> **本文**:
+ + + +
日本で生まれた場合において、父母がともに知れないとき、又 は国籍を有しないとき。


 私は弁護士として約27年ほど経験しましたが、一番印象に残る事件は、日本の国籍を有することを国に求めた「リース・アンデレちゃん国籍確認訴訟」でした。
 リースさん夫妻が千葉県弁護士会所属の山田由紀子弁護士にアンデレちゃんの国籍のことを相談され、国を相手に日本国籍を有することの確認を求める訴訟を提起することになった。たまたま私は日弁連の子どもの権利に関する委員会で存じ上げていた山田弁護士から「国籍確認訴訟を提起をするので一緒にやりませんか」とのお話があり、小さな子どもの国籍という最も基本的な人権にかかわることなのでお力になれればということで、この事件に関与することになり、弁護団長をつとめることになりました。



 一審勝訴、二審敗訴、最高裁逆転勝訴という事件でしたが。

 一審、二審、最高裁ともに約1年で判決がでましたが、訴訟での争点は国籍法第2条3号をどう解釈するか、という点に絞られていました。事実関係については、殆ど争いがなかったので早期の判決を得ることができました。
  争点は、
1国籍法第2条3号の「父母がともに知
  れないとき」の解釈、
2「父母がともに知れないとき」の立証
  責任、
3本件が「父母がともに知れないとき」
  に該当するか否か、でした。
+ + + +
> **データセット項目**:
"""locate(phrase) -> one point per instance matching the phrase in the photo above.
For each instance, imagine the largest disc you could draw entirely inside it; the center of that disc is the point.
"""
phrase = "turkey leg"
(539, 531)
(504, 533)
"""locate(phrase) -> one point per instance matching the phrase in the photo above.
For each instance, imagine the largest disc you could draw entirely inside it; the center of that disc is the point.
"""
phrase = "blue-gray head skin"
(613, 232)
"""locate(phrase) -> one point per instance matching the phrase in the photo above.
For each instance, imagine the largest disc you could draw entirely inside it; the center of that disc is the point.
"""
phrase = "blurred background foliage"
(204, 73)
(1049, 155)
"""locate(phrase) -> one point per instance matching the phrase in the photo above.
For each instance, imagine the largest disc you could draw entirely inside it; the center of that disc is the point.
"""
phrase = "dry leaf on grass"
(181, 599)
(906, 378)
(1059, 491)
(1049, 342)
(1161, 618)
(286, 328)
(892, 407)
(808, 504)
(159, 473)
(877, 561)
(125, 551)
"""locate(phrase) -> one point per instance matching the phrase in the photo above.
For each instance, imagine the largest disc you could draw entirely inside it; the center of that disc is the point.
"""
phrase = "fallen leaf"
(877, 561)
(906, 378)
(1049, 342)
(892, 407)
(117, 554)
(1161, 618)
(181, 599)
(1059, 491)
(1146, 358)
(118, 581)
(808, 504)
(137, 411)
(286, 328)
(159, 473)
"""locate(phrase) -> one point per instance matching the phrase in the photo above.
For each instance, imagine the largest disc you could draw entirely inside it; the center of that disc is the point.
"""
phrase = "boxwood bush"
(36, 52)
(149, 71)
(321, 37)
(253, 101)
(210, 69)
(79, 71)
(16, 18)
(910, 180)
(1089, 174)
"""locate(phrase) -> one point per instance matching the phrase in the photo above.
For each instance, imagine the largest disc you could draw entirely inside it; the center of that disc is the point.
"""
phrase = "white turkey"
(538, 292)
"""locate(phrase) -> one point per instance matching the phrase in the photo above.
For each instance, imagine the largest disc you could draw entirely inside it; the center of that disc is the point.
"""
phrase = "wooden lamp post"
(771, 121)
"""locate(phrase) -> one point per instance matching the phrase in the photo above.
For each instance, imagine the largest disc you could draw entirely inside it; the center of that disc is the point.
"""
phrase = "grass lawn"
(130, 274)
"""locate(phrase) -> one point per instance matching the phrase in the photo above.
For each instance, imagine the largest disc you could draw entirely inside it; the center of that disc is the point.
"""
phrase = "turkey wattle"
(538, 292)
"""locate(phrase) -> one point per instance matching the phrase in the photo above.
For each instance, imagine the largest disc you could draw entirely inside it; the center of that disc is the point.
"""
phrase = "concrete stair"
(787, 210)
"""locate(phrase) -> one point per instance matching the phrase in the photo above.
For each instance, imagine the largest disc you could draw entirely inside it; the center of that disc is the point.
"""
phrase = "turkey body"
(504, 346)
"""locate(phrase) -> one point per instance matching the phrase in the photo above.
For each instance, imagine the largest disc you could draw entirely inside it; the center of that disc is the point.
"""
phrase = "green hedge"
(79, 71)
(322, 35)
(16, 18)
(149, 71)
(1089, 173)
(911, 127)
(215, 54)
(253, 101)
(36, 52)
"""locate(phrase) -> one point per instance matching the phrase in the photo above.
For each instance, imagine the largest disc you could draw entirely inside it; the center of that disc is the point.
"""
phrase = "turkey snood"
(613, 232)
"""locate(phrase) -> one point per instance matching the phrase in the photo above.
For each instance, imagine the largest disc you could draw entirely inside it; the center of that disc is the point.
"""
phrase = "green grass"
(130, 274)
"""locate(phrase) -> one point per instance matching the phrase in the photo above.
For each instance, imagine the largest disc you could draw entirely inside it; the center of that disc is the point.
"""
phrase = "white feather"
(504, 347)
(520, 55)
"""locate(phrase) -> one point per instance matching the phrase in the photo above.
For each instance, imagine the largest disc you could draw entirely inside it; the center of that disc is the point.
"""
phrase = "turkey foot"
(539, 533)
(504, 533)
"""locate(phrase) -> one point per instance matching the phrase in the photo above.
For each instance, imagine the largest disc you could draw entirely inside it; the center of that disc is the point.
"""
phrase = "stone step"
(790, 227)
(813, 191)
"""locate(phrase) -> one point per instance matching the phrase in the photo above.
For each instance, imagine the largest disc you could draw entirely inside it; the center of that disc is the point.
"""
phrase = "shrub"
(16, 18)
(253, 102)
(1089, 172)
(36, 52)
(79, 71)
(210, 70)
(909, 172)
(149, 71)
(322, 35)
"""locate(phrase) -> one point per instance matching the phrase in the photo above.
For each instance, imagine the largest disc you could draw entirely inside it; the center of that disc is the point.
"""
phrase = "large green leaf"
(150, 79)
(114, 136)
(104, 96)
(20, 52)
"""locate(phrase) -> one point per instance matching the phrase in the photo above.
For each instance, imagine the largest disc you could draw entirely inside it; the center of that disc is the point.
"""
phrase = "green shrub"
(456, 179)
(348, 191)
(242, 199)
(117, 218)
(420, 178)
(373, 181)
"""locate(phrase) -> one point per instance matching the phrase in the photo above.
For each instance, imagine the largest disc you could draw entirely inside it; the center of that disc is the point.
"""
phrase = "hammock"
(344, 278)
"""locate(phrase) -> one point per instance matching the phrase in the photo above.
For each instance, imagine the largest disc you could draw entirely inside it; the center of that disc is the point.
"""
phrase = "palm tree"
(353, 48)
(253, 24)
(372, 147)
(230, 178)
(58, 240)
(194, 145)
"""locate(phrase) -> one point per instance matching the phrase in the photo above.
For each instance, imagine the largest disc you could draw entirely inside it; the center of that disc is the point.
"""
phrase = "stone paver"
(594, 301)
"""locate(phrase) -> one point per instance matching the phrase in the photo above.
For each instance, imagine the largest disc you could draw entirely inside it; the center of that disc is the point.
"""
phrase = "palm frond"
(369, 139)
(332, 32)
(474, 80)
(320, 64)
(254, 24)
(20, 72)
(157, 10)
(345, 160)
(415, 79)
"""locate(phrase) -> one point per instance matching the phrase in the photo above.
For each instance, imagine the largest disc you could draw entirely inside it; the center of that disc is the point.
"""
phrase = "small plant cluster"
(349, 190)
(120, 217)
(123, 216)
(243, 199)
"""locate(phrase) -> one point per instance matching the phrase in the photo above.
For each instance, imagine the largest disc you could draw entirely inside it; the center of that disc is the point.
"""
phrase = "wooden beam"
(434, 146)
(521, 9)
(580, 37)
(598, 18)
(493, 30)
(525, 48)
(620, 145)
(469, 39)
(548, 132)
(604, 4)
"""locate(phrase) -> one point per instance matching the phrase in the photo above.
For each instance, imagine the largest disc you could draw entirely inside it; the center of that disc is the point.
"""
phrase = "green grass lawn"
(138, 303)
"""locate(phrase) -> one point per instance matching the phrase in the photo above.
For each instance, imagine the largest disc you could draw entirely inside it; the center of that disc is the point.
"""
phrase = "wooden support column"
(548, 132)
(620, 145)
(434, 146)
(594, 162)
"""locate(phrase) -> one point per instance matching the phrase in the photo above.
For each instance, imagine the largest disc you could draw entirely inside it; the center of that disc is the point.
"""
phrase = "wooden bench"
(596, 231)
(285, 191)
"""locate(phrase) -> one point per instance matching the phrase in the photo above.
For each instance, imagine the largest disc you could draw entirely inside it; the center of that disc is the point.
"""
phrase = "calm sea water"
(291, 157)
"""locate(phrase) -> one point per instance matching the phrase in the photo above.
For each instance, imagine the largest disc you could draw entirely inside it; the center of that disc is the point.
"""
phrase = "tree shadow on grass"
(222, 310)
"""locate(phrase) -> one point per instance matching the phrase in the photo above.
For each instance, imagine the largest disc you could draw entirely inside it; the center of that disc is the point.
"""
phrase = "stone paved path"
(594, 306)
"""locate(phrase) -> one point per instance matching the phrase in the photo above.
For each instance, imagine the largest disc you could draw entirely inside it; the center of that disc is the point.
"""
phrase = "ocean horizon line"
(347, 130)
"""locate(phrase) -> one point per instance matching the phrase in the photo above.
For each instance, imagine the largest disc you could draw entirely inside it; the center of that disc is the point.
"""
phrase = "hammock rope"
+ + + +
> **練習問題**: 本文によると、筆者はこの国籍確認訴訟においてどのような役職をつとめましたか。 上記の一覧は本文とは関係がありません。

> **解答**: 弁護団長をつとめました。